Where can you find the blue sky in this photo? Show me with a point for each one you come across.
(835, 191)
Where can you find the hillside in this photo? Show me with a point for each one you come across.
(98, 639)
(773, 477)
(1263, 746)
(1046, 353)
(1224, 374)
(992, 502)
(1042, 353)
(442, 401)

______

Nothing may be omitted or altered; reproduce all of the entries.

Where can you find the blue sky in this photo? Show me with a point for each one you come across.
(835, 191)
Where can you find the hillside in this photo? Show me with a point for each one you come across.
(98, 639)
(773, 477)
(1263, 746)
(1046, 353)
(1224, 374)
(992, 502)
(1042, 353)
(442, 401)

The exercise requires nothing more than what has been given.